2. Intended Projects
We each agree to work in good faith with one another on certain collaborative projects, (as described below) or other projects as we mutually agree, in connection with the food or packaged food item(s) or any grocery item(s) and/or beverages the Restaurant/Merchant makes available (each, a “Meal” or “Item(s)”, as interchangeably used under these Terms) via the Smartsalez App. Each project will be further specified in an Addendum, and any such project will only be undertaken once we mutually execute such Addendum.
3.
The suggested search term(s) or Restaurant/Merchant item(s) visible on the Smartsalez App is the general availability of Meals during the Restaurant’s normal business hours. The Restaurant/Merchant’s customers (the “Buyers” and/or “Smartsalez App Users”/” User(s)”) may select Meals from the displayed search term(s)/listing(s) on the Smartsalez App.

[Stored data entries]
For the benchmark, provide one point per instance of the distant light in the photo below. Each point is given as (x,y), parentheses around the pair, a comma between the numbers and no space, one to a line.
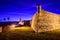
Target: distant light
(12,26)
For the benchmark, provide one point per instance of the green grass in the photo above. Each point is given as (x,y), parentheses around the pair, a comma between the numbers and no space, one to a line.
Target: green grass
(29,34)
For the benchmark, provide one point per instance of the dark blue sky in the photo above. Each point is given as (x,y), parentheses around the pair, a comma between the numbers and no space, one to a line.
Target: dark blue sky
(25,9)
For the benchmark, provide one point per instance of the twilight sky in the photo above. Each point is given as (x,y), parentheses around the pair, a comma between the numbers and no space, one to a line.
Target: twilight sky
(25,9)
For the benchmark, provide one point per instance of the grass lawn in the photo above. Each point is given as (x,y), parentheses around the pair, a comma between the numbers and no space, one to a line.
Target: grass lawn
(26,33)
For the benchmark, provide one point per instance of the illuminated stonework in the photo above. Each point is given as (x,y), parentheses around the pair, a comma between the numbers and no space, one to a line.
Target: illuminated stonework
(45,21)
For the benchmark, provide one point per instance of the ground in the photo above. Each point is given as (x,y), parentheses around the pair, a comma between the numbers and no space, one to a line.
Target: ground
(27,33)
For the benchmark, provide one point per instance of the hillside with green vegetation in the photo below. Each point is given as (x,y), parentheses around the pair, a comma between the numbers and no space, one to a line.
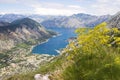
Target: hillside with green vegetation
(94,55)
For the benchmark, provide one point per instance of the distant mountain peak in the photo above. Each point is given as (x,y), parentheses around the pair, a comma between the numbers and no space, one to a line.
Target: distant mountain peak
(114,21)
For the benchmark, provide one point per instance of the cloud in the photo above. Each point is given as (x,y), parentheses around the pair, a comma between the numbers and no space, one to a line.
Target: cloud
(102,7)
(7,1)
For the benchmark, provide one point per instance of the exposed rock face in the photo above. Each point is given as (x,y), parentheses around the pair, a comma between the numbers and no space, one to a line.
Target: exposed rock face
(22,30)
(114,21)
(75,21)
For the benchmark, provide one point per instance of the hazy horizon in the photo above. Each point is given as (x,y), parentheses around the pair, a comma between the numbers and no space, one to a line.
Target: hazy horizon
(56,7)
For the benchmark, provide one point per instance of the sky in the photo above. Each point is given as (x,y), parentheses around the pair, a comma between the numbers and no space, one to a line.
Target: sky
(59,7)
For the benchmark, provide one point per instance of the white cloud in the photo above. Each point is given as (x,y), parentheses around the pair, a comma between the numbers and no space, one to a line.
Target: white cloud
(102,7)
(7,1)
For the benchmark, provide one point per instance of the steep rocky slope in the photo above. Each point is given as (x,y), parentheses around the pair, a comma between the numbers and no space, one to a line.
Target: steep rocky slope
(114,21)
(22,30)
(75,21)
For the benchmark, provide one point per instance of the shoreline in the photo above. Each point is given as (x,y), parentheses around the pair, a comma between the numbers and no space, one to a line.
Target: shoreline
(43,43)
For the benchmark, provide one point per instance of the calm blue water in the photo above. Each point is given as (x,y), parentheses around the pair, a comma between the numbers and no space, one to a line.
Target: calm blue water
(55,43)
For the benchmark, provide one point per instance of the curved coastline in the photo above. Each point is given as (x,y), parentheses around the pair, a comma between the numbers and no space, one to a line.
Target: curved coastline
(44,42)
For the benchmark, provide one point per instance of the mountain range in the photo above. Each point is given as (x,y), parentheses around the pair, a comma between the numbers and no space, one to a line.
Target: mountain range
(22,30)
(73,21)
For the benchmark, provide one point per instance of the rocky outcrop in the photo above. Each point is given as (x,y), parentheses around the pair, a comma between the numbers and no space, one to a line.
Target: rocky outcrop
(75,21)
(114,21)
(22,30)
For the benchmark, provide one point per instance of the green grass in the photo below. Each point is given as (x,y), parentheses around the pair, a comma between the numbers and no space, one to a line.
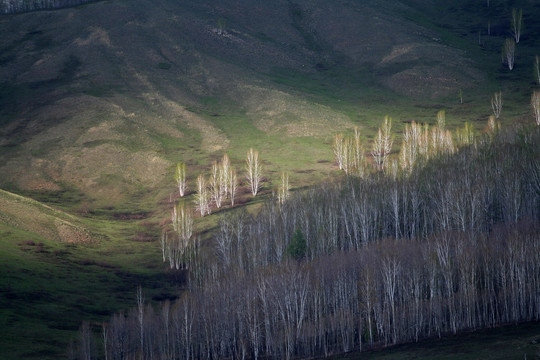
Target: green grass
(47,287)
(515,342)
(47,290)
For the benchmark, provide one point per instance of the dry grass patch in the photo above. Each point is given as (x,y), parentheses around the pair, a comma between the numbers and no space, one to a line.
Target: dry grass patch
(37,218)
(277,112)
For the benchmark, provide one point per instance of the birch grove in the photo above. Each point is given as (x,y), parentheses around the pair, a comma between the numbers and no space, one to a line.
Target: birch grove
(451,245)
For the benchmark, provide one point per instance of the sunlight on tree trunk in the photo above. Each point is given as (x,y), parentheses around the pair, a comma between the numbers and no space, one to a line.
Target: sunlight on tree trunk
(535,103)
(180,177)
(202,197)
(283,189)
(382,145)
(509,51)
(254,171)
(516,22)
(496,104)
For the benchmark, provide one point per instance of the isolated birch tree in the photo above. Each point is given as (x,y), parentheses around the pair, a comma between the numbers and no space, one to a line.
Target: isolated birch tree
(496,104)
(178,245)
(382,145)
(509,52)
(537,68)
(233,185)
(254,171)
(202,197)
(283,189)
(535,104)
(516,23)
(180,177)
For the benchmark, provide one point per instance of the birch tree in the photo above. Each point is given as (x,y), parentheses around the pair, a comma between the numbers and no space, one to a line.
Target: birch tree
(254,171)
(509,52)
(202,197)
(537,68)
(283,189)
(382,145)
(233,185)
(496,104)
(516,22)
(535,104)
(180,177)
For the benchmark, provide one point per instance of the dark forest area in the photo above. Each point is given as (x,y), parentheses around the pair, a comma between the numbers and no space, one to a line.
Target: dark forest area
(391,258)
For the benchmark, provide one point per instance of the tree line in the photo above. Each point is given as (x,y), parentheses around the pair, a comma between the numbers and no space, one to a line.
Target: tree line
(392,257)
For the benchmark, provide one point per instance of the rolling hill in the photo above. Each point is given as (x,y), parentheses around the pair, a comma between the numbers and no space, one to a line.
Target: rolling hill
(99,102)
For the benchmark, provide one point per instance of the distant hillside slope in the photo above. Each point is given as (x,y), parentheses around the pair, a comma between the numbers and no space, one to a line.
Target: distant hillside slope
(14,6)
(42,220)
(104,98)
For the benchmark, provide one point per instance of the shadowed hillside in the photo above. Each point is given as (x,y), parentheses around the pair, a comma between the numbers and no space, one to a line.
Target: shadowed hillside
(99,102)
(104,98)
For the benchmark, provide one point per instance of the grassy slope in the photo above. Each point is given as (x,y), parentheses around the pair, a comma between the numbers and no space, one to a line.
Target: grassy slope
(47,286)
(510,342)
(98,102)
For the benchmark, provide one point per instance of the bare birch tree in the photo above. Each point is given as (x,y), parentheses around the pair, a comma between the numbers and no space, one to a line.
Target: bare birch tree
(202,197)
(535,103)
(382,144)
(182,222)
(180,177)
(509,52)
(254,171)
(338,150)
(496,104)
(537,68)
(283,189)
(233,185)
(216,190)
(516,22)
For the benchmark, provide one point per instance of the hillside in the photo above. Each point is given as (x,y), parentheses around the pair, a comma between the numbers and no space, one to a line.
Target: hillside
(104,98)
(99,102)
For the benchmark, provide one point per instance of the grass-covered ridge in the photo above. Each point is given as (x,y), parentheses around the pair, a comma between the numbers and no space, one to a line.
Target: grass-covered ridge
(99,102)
---
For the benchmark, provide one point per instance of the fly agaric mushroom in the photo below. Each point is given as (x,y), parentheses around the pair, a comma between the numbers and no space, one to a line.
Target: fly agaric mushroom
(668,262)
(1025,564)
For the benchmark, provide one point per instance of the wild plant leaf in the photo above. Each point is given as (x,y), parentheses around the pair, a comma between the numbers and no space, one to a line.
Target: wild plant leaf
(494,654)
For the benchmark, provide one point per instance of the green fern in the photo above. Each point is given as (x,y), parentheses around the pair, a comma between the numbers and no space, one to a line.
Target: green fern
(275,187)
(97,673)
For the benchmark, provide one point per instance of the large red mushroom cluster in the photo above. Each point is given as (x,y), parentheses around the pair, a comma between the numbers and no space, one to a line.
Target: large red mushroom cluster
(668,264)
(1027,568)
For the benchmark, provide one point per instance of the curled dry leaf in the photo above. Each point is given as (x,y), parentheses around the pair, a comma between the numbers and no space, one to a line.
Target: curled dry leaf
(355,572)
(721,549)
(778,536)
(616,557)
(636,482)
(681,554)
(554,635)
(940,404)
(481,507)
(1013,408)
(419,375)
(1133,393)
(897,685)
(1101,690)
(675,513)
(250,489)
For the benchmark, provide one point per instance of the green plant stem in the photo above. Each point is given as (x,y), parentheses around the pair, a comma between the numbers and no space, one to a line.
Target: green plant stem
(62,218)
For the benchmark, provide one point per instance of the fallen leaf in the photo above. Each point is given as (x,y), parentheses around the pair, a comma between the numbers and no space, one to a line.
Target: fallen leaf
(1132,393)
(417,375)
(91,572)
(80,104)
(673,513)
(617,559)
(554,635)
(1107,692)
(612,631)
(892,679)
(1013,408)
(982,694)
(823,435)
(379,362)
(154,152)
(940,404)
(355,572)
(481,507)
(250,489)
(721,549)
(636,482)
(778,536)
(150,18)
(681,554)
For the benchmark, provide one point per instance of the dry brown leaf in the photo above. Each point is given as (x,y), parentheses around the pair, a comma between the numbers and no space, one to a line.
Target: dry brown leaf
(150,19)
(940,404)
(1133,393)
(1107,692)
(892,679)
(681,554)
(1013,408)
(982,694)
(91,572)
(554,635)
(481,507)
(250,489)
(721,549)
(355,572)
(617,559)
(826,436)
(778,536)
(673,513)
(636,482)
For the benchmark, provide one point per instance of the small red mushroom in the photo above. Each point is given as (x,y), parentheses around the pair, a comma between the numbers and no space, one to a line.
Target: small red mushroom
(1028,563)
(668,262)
---
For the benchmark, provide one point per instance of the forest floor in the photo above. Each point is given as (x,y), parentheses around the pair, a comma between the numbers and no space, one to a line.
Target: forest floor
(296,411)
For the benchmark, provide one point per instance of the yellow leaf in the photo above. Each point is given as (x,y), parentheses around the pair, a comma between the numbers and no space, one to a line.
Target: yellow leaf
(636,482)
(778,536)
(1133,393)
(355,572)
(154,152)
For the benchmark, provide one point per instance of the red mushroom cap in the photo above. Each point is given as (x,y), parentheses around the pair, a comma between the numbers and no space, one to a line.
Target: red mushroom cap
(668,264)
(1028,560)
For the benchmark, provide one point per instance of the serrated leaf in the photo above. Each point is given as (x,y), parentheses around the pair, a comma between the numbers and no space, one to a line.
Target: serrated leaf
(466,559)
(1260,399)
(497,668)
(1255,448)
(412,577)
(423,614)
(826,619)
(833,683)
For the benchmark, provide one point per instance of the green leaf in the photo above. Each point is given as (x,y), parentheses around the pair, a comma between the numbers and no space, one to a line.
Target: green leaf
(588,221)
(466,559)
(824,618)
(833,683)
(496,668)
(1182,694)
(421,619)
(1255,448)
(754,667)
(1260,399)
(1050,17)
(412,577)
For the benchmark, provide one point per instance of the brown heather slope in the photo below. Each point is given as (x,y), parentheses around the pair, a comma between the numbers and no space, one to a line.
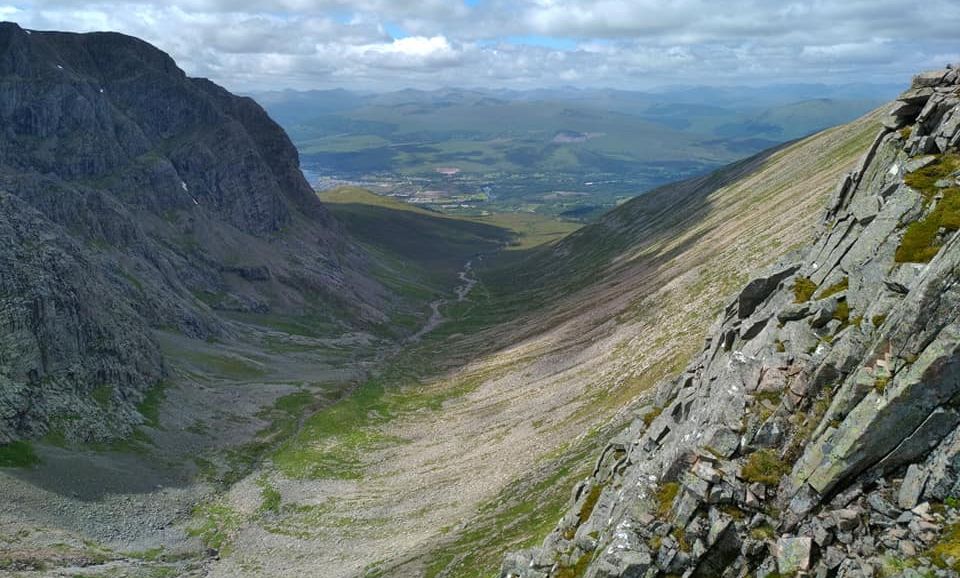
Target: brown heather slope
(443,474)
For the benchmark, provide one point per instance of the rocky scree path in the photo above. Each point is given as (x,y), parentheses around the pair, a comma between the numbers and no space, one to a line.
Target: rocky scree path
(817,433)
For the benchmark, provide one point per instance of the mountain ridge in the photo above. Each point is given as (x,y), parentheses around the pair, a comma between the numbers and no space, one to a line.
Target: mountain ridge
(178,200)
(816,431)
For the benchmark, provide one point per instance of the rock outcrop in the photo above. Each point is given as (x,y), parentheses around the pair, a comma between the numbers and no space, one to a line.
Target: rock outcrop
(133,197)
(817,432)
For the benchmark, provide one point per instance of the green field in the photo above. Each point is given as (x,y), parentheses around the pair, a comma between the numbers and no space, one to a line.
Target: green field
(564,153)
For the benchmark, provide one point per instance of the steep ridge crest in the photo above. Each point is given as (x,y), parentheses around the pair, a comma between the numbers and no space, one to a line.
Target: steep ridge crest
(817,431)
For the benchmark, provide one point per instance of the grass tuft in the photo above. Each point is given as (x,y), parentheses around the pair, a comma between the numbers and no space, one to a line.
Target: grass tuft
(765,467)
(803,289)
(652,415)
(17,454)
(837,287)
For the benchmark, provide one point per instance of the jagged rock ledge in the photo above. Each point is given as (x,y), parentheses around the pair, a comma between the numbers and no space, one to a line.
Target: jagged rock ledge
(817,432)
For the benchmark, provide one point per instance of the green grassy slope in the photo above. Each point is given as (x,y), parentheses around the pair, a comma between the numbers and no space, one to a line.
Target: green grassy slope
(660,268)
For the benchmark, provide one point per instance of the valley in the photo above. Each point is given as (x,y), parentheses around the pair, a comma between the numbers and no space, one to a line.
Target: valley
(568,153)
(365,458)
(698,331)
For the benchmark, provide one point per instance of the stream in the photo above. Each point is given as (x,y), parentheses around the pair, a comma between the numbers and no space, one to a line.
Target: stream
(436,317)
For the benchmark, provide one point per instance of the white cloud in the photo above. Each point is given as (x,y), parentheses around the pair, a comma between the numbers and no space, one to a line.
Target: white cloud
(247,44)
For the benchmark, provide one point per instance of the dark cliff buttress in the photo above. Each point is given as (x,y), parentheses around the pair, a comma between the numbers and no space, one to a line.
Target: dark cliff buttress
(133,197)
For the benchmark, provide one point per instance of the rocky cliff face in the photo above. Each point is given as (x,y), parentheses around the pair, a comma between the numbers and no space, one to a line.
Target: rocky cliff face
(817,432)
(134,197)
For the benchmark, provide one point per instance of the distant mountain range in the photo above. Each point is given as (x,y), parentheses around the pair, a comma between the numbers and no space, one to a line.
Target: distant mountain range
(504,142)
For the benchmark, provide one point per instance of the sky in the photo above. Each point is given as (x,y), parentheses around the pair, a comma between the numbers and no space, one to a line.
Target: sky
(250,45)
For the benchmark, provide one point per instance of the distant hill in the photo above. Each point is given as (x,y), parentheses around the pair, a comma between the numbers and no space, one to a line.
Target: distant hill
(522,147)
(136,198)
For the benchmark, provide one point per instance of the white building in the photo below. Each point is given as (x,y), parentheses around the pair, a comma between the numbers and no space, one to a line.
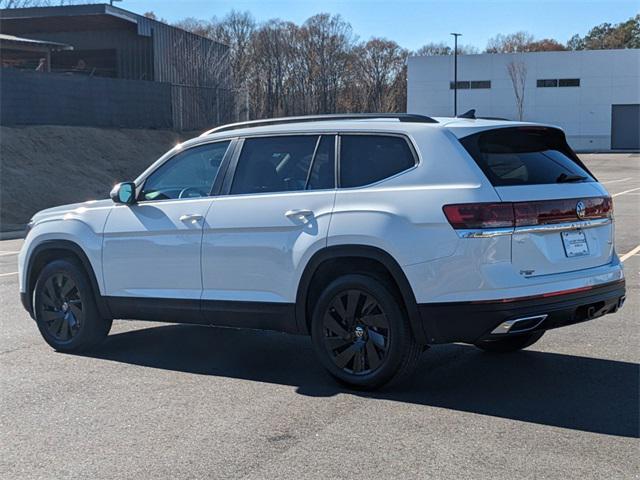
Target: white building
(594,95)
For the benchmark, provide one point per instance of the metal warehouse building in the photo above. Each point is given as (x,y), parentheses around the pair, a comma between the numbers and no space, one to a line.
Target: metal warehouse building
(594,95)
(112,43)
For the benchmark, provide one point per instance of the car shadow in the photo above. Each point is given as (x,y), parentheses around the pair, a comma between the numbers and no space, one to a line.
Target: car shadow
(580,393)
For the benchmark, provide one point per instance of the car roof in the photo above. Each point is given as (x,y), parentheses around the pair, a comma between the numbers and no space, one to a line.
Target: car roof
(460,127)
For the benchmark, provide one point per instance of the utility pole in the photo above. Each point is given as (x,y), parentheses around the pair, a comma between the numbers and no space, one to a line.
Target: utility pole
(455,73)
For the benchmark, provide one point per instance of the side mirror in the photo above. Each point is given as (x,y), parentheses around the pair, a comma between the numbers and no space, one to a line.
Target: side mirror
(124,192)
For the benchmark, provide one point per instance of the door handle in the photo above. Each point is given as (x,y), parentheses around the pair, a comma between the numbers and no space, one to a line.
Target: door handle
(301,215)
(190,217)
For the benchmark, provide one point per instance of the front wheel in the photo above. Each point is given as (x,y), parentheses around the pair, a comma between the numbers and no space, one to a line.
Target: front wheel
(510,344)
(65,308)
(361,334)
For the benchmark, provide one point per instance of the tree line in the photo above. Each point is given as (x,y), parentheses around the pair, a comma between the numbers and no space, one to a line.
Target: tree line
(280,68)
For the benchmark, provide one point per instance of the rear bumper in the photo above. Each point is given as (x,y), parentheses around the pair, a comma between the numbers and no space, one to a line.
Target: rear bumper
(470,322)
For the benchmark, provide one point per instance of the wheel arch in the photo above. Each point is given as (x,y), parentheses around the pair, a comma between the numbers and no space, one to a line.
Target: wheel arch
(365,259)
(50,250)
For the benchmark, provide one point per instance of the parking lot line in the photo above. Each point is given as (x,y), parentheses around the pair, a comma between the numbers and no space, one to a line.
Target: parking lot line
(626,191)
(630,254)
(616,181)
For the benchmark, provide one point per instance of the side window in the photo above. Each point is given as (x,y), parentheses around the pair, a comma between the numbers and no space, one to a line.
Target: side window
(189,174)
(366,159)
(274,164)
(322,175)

» WRITTEN PROBLEM A
Which terms does the Smartsalez terms excerpt define by putting them in quotation marks? List every one.
» WRITTEN PROBLEM B
According to the Smartsalez terms excerpt, when will a collaborative project actually be undertaken?
» WRITTEN PROBLEM C
Write the next part of the Smartsalez terms excerpt, picking up after its final sentence.

» ANSWER A
Meal, Item(s), Buyers, Smartsalez App Users, User(s)

» ANSWER B
Only once both parties mutually execute the Addendum that specifies it.

» ANSWER C
4. Delivery
The “Smartsalez Web Dashboard” will be made available to the Restaurant/Merchant to access on-demand logistic services by Delivery Partners. For the sake of clarity, neither Smartsalez nor its affiliates provide any delivery or logistics services, but Smartsalez provides a platform for restaurants/outlets like yours to connect with Delivery Partners for delivery services and to receive demand prediction, payment processing and related information services in connection with the sale of the Meals. “Delivery Partner” is defined as an independent contractor who intends to provide on demand delivery services using Smartsalez’s proprietary technology platform under license from Smartsalez or one of its affiliates. Smartsalez will not have any obligation to deliver the Item(s) as a platform provider. For purposes of delivery of the Meals, Smartsalez and the Delivery Partners shall operate (i) under cover of any approval, license or permission required to operate your business at the Restaurant/Merchant Outlet and sell the Meal and (ii) under your control, as your agent (including but not limited to receipt agent of meal charges and based on your instructions, if applicable, apply the meal charges collected on your behalf towards disbursal of the fee payable by you to Delivery Partner), and not employee. For the sake of clarity, you, through the services provided by Delivery Partners, are responsible for the delivery of Meals and you maintain possession, control and care of the Meals at all times. You shall have marketable legal right and title to sell the products or render the services. You shall not offer any products or services which are illegal, unlawful, expired and in violation of applicable laws and Policy. Smartsalez will not be liable for any damage or loss incurred by the Users in relation to the delivery of the Meals and will follow reasonable guidance you provide regarding the delivery of the Meals.
5. Availability of Meal(s)/Item(s)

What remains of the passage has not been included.